Friday, December 20, 2013

Mr. Peter Pan

       Peter Pan was my favorite movie as a kid. I loved the impish Peter and the caricatured pirates. It’s still my favorite movie as an adult. But now I love it for the wishing children and the bumbling Lost Boys. It might be a kids’ movie, but sometimes as I look down at my professional black high heels and my colleagues’ manila folders I realize that I’m the one following the leader. 
       We are the Lost Boys. I know exactly how to get to the bookstore but I forgot how to get into the book’s story. We are ageing children, old but never grown up, pretending to be adults to hide the fact that we’re still Lost and that we’ve always been Lost. Past the secretary’s nametag there is a secret heartbeat drumming out I won’t grow up I won’t grow up I won’t grow up, trying to block out the constant ticking crocodile clock that has an alarm set for every possible mistake she’ll ever make. The boss is Mister Peter Pan, shadow stapled to his feet, dragging dejection behind him with every step he doesn’t fly. In our endless, desperate quest to find the buried gold, we ignore the treasures in our lives—we make ourselves grow old. We fight with politics, not pirates, and mermaids fade in the face of our paycheck. It doesn’t pay to check for interesting clouds when you could be playing Angry Birds. I no longer look up. I walk with my head down and my heart down and my voice down and my dreams down, past more people with eyes on their shoes and no wishes to use on even a lucky penny.  Professional black heels click-clack-splash in puddles, muddling all reflections of the daydreams adulthood stole from us. We never look up, at rooftops or the sky, let alone the second star to the right.
       I don’t believe in faeries.
       But sometimes I clap anyway (to turn on my remote-activated ceiling light) and when the light flashes on as if by magic I secretly hope that someday, I can take the never out of Neverland and remember that to live is an awfully big adventure. And someday, I can go from the second star to the right and straight on ‘til morning—and I won’t get lost on the way.

Supplied material:
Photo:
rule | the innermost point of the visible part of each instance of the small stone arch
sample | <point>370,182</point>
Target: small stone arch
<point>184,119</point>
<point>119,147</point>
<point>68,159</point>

Problem set:
- 1) According to the Peter Pan essay, why does the writer clap?
- 2) Retype everything in the Peter Pan essay from "Peter Pan was" down to "following the leader.".
Answer from the Peter Pan essay alone.

The replies:
- 1) The writer claps to turn on a remote-activated ceiling light.

- 2)
Peter Pan was my favorite movie as a kid. I loved the impish Peter and the caricatured pirates. It’s still my favorite movie as an adult. But now I love it for the wishing children and the bumbling Lost Boys. It might be a kids’ movie, but sometimes as I look down at my professional black high heels and my colleagues’ manila folders I realize that I’m the one following the leader.